===== Material for the task

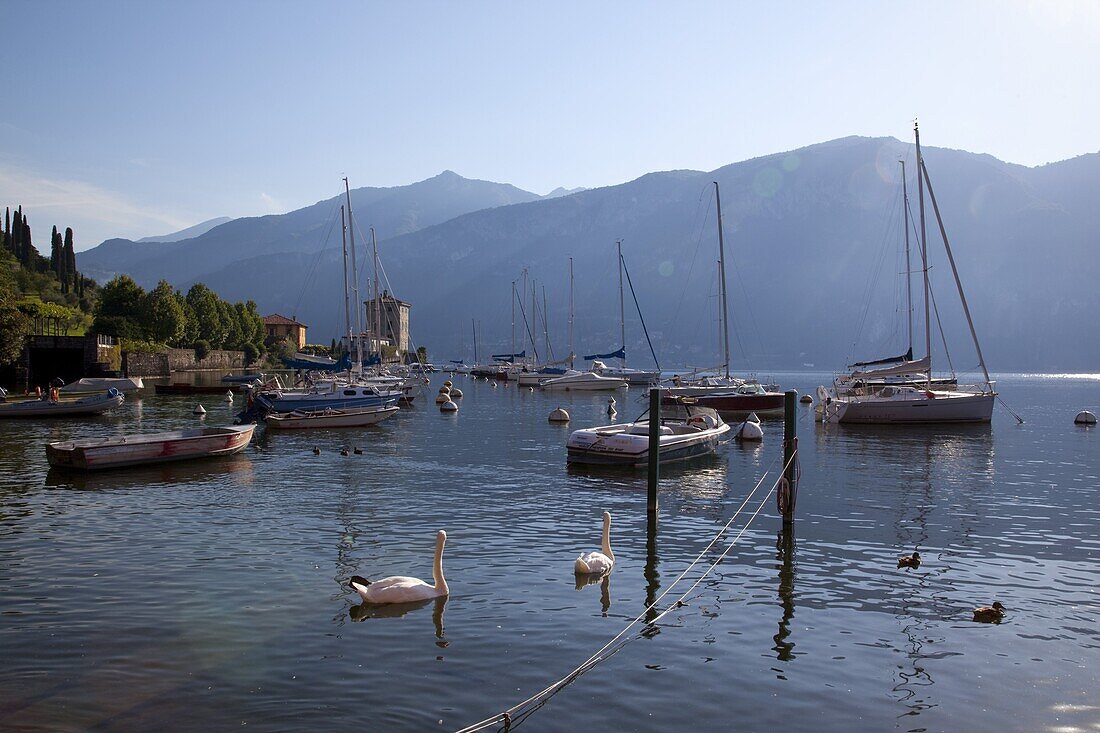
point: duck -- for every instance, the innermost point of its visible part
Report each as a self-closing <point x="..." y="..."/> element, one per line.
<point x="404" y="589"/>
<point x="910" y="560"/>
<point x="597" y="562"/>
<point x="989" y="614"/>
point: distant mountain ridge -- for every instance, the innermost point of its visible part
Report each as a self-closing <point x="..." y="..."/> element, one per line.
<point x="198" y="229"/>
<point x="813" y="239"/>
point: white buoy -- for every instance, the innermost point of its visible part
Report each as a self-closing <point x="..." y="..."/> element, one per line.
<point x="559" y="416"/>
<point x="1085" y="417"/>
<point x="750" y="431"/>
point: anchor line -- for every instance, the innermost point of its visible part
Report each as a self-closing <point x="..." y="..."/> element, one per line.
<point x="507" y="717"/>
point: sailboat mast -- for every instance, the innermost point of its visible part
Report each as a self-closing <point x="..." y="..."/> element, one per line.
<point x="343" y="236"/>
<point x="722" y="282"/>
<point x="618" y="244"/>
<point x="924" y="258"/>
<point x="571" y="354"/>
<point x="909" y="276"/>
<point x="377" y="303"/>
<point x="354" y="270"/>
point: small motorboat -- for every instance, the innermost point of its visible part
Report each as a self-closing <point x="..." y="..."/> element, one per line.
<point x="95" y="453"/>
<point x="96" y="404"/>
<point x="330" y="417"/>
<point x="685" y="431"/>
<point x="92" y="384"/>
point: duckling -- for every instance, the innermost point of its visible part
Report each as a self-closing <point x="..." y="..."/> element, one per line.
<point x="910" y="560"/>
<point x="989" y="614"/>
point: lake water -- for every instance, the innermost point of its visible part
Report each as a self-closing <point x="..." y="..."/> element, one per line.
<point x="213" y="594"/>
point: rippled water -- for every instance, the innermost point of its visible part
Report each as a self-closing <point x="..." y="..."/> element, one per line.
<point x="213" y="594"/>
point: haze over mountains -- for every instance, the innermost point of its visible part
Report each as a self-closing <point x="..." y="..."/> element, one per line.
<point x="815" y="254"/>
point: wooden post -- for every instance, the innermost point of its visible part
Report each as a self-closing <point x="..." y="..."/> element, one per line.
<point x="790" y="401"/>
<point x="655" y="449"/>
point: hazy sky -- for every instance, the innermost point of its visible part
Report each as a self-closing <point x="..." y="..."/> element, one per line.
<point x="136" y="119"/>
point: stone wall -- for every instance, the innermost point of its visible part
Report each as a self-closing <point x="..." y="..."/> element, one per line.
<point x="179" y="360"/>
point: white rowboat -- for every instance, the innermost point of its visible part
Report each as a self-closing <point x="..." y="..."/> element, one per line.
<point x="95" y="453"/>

==========
===== Material for the task

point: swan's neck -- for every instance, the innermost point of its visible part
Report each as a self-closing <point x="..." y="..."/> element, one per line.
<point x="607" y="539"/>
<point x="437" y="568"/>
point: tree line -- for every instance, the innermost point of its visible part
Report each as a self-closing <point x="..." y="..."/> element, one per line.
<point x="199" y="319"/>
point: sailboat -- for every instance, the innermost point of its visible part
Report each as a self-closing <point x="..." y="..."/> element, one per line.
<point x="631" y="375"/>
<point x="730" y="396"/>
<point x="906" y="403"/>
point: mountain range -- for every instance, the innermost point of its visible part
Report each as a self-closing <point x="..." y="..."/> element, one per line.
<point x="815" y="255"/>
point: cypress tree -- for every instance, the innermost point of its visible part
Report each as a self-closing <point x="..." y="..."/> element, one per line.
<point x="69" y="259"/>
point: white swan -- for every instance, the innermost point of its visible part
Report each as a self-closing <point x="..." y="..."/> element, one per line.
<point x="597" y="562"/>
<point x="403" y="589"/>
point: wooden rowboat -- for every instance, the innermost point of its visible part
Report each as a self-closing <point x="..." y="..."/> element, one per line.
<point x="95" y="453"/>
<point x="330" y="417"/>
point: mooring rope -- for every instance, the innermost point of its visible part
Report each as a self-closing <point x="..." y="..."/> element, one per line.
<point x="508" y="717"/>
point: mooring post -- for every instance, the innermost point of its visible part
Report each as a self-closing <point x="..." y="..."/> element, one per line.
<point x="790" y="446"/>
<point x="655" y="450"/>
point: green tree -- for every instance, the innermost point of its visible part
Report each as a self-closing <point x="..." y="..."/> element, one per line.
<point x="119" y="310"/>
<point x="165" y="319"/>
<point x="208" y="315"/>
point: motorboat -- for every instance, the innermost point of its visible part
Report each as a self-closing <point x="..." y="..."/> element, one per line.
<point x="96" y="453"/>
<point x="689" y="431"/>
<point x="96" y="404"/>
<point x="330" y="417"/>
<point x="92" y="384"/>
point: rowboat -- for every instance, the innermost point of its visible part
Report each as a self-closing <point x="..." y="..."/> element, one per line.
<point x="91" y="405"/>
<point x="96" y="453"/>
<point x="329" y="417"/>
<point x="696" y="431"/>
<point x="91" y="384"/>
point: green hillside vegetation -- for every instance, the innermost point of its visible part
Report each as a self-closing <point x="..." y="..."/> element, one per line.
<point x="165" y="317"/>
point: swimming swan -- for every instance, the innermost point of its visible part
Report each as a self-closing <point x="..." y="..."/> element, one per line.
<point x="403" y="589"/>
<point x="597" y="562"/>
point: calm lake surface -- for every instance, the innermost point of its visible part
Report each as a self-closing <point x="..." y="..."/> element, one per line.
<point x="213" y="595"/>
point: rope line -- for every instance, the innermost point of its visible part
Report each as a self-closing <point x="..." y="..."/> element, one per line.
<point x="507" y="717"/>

==========
===== Material for the task

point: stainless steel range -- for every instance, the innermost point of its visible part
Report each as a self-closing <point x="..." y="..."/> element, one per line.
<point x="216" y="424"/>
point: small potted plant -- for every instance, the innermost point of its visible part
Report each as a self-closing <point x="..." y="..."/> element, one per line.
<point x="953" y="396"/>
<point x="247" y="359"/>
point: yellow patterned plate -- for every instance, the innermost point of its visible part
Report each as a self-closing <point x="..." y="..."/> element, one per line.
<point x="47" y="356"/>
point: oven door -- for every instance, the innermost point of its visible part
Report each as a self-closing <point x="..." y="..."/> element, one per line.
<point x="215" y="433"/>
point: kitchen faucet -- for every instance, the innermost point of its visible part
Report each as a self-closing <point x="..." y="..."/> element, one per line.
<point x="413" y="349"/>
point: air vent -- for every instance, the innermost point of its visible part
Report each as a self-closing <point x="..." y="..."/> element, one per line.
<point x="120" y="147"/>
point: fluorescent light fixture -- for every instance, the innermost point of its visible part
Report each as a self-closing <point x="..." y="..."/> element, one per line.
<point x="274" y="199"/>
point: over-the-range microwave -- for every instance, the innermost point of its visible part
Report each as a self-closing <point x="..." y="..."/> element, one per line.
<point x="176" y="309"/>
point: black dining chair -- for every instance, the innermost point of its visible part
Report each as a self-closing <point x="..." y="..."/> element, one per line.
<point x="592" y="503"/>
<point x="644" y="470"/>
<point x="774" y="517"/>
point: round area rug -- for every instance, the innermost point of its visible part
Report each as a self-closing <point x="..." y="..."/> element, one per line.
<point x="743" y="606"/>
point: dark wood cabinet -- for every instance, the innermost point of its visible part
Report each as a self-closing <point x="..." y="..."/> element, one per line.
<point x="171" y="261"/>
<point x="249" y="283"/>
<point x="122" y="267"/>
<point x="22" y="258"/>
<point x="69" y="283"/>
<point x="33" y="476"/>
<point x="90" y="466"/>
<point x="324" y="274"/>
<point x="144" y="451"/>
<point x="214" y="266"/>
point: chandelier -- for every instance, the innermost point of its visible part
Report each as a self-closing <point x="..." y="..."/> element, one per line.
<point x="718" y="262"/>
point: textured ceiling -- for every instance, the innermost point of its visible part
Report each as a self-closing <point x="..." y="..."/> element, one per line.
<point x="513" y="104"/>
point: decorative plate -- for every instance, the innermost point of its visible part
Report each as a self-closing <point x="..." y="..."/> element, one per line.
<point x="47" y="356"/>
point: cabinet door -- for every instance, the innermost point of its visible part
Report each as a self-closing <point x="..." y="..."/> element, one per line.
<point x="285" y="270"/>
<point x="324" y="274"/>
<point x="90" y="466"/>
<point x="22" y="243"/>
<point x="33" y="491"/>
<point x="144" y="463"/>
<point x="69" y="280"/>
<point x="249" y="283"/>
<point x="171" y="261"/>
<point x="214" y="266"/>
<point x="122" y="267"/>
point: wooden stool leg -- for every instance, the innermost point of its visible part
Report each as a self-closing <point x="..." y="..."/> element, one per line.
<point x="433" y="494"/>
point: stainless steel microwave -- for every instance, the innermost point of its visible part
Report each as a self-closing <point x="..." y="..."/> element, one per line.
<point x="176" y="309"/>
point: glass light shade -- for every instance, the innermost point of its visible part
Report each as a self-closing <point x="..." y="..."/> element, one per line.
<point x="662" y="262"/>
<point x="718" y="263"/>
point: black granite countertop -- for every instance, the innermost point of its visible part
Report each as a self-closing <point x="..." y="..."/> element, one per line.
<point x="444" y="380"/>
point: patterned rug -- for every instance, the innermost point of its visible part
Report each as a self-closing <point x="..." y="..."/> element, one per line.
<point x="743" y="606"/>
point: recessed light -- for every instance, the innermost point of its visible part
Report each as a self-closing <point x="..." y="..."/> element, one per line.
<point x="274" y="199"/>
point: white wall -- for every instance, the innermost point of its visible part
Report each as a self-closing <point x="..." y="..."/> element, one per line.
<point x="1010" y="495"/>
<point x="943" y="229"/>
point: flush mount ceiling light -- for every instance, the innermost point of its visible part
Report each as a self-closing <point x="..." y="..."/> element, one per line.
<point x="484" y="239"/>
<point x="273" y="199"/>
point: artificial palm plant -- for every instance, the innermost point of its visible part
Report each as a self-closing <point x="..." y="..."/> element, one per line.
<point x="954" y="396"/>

==========

• _Task instructions_
Reproduce the entries above exactly, but only the lines between the line holding "point: mooring rope" and the line holding "point: motorboat -- for", inclusive.

• _Task response_
point: mooring rope -- for every instance, the innermost point of its visible part
Report each as a self-closing <point x="..." y="..."/> element, one per line.
<point x="508" y="717"/>
point: mooring post -- for every instance, the innermost point of its visible part
Report each as a self-closing <point x="..." y="..."/> element, one per line.
<point x="790" y="446"/>
<point x="655" y="450"/>
point: green tree -- for every instance, the innermost point of its visible part
Report each as a self-closing <point x="..." y="..."/> element, one per line.
<point x="119" y="310"/>
<point x="165" y="319"/>
<point x="208" y="315"/>
point: motorboat -- for every instance, the innermost point of its visible part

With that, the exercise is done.